— Document section —
▼

What’s going to happen if and when a three-loss team wins a Power Five championship over the juggernaut favorite?

How is it going to work out when a one-loss team – like a Louisville, Texas A&M, or, potentially, Michigan – looks better than a deserving Power Five conference champ?

The CFPers are all thumping for four-best teams, four-best teams, four-best teams, but the precedent was established over the first two years that conference championships matter, and now it’s not fair to break from that.

The four best teams in college football are Alabama, Michigan, Ohio State and Clemson, with an argument to be made for LSU based purely on talent.

One of those teams could be upset on a bad day – like Clemson almost was by NC State – and one of those teams could have a bad quarter and melt down at the wrong time, like Ohio State did against Penn State. But two months into the season, we really do know who the four best teams are – there’s your playoff.

But that’s not how this works.

If there’s one thing to know about the College Football Playoff process, it’s that each team, each slot, and each ranking is meticulously argued for and poured over. There’s no guessing here, and there’s no throwing a team into a spot just because it looks pretty good. Whatever comes out isn’t being slapped together willy-nilly.

But again, what is this really going to be based on? The four best teams? The four most deserving teams? The conference champions with the best records?

The CFP got away with not having to answer that over the first two years, so with all of that in mind, and trying to fix something before there’s a problem …

Because I don’t annoy these people enough …

And just like the College Football Playoff people do whenever I bring these things up in polite conversation, just nod your head before moving on to more important matters.

But I really do have three easy tweaks to make this whole thing even better and take as much controversy out of the equation as possible.

Conference Champions Only

Again, the CFP left itself an out by not mandating this, but it has to be a mindset that separates college football from the rest of the gimmicky post-seasons in all the other sports.

If you’re not good enough to win your conference championship, or especially your division, you shouldn’t be playing for the national title.

If that means if a 12-0 Alabama juggernaut has an off day in Atlanta in early December and isn’t in, so be it. The cliché matters: every week is a playoff in college football. That’s why the sport is so good right now, and it’s partly why the regular seasons in other sports have become disposable.

Teams need to know what they’re dealing with and what to shoot for. You want in? Win your conference. That’s been implied over the first two seasons, but it has to be a rule.

Televise The Entire Voting Process C-SPAN Style

I’ve said this from the very start. The committee members are the alpha males – and female – who didn’t get to their respective positions in life, and on this committee, by being meek.

Condoleezza Rice was the Secretary of State under 43 – she’s hardly going to cower just because Chad from Columbus tweeted something snarky.

▲

— Challenges —
**A)** Reproduce the piece on the College Football Playoff word for word, starting with "If you’re not" and going on through "have become disposable.".
**B)** Pick up the piece on the College Football Playoff after its last sentence and write what comes next.

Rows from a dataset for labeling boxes
▼

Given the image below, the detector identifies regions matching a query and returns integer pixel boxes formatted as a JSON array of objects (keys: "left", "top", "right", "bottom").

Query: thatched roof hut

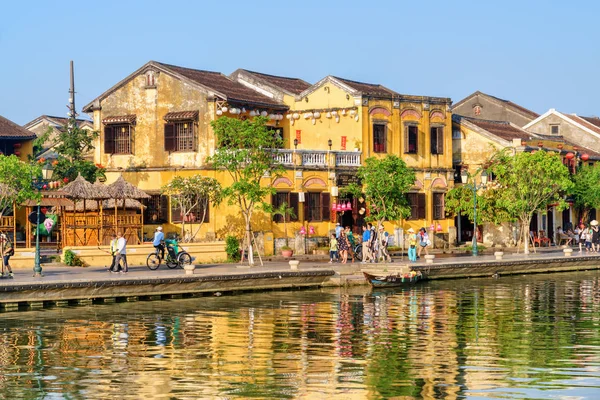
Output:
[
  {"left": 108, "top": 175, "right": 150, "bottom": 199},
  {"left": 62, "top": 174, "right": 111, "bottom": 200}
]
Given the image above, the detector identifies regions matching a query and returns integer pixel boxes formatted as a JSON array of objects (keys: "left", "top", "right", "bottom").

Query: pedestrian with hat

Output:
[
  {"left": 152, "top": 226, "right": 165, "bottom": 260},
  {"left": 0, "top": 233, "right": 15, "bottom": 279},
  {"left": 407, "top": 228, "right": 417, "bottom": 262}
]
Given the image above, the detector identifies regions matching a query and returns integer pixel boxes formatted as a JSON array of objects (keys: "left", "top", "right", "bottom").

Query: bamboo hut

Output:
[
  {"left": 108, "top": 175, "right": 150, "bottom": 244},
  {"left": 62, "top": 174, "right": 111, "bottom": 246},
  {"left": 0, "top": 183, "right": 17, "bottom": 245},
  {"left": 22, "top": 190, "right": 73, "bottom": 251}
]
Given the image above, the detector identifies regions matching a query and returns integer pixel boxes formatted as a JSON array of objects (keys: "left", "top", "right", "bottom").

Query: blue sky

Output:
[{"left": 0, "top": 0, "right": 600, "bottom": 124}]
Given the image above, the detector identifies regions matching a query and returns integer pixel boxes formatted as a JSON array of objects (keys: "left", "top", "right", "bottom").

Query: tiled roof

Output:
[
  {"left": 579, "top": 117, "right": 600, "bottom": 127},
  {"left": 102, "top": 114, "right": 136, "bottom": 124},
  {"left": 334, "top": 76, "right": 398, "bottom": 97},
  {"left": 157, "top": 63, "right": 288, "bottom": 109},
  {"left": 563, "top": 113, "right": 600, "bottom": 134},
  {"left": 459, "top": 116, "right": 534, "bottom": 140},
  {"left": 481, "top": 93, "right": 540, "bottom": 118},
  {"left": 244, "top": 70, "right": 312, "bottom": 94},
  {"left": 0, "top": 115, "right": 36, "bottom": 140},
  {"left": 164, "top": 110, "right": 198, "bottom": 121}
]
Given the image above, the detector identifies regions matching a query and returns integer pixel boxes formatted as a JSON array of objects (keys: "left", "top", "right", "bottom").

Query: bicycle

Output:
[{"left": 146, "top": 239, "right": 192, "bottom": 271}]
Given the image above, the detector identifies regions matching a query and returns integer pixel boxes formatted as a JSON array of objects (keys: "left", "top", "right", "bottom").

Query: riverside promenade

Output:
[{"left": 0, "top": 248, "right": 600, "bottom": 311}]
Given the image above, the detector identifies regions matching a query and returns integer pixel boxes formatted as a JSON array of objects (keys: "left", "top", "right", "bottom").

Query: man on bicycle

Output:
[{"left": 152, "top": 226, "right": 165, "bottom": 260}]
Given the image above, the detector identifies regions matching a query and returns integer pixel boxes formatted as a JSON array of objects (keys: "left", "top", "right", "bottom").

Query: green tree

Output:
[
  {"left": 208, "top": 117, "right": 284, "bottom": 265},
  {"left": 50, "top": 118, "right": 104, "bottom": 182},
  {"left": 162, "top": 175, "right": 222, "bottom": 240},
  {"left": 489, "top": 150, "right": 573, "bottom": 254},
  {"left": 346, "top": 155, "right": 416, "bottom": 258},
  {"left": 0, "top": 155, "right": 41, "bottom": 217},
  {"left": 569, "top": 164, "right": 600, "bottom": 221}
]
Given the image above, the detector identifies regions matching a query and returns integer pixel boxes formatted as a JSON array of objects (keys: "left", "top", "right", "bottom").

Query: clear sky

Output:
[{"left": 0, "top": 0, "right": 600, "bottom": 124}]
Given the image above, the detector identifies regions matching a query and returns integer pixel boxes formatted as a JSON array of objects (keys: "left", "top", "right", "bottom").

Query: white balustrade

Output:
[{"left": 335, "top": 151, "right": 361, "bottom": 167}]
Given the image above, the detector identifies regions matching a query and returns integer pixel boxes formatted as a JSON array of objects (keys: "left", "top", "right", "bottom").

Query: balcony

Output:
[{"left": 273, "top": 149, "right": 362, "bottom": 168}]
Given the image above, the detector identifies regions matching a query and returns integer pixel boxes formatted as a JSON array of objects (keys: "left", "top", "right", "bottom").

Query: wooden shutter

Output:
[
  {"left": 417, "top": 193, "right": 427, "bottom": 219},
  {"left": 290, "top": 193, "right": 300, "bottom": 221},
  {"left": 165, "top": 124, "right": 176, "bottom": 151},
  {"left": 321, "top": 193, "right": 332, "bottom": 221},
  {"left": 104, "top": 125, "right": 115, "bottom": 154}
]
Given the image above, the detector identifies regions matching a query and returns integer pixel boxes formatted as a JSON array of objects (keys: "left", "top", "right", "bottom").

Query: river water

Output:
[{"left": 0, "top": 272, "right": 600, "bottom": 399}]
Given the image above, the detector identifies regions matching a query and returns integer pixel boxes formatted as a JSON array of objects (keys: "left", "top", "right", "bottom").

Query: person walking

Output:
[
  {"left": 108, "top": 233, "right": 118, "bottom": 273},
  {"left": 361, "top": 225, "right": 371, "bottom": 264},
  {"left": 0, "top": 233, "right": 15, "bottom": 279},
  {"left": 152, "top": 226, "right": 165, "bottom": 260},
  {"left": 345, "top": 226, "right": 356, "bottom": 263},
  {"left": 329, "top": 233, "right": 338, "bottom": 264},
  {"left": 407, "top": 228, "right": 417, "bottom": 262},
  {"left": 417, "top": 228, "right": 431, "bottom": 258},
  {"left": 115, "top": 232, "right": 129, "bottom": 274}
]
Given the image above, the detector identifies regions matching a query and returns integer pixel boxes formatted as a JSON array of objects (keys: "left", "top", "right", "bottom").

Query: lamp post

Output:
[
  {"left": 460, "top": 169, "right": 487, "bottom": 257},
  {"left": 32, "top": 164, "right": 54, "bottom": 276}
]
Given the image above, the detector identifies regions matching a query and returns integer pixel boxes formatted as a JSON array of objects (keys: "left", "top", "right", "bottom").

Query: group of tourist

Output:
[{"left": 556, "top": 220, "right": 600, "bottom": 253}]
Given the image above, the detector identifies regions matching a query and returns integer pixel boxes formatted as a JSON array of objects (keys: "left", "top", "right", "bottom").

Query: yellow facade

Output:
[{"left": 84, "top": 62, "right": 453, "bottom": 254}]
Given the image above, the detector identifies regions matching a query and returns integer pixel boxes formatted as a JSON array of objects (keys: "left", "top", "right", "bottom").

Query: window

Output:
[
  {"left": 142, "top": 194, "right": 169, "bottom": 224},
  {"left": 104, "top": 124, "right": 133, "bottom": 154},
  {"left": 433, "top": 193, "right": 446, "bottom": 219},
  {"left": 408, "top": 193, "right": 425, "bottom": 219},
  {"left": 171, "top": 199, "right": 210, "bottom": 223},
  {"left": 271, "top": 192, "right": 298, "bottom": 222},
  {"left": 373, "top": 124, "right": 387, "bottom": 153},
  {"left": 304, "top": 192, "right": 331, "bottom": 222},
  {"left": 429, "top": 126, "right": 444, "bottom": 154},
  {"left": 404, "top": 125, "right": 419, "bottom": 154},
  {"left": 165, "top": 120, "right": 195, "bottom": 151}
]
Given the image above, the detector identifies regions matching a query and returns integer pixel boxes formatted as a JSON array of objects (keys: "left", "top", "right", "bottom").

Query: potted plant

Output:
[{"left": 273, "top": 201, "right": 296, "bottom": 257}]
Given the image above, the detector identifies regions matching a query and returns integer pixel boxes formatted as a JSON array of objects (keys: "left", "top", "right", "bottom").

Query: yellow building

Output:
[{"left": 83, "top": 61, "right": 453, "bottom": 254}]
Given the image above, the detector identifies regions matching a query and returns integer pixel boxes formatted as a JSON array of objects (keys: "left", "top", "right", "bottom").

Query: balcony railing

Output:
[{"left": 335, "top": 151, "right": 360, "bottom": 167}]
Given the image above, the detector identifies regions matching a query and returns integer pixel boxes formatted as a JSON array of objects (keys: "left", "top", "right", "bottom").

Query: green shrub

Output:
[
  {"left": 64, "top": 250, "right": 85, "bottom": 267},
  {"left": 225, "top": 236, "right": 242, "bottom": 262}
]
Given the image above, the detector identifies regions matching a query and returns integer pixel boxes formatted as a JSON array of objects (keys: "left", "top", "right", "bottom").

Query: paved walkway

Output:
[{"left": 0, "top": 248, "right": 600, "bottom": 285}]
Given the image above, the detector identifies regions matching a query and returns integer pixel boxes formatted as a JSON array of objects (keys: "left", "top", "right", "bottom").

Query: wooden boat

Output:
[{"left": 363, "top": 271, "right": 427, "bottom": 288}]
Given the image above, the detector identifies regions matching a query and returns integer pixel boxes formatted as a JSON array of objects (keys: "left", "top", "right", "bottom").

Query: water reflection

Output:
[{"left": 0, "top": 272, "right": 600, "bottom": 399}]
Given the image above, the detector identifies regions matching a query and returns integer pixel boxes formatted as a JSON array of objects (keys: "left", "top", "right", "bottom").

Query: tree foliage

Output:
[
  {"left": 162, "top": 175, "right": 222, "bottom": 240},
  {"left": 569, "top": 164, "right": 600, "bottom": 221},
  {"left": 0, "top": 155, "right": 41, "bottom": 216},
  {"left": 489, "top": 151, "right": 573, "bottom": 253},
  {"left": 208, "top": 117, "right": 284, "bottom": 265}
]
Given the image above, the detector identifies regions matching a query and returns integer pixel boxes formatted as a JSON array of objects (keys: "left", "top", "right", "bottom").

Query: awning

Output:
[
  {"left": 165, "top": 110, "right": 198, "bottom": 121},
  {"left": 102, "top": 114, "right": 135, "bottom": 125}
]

▲

— Final answers —
**A)**
If you’re not good enough to win your conference championship, or especially your division, you shouldn’t be playing for the national title.

If that means if a 12-0 Alabama juggernaut has an off day in Atlanta in early December and isn’t in, so be it. The cliché matters: every week is a playoff in college football. That’s why the sport is so good right now, and it’s partly why the regular seasons in other sports have become disposable.

**B)**
Wouldn’t teams like to know where they really and truly stand?

The one big misfire in the CFP process was TCU two years ago, being ranked in the top four right up until the very end when the dream was yanked away after doing exactly what it was supposed to do in the final weekend. It’s only fair that teams, coaches, and fans know what’s being said about them.

Do The New Year’s Six Bowl Projections, Too

Again, it’s all about the teams knowing where they stand. We know that the top four teams get into the playoff, the Big Ten and Pac-12 send teams to the Rose no matter what, the Big 12 and SEC sends teams to the Sugar no matter what, and the ACC sends a team to the Orange no matter what against either a Big Ten, Big 12 or SEC team. We also know that the highest-ranked Group of Five team gets a New Year’s Six Bowl slot, almost certainly the Cotton Bowl this year.

So finish the drill, CFP committee, and project out which teams go where. We can figure that out for ourselves, but confirm what the rest of us are speculating.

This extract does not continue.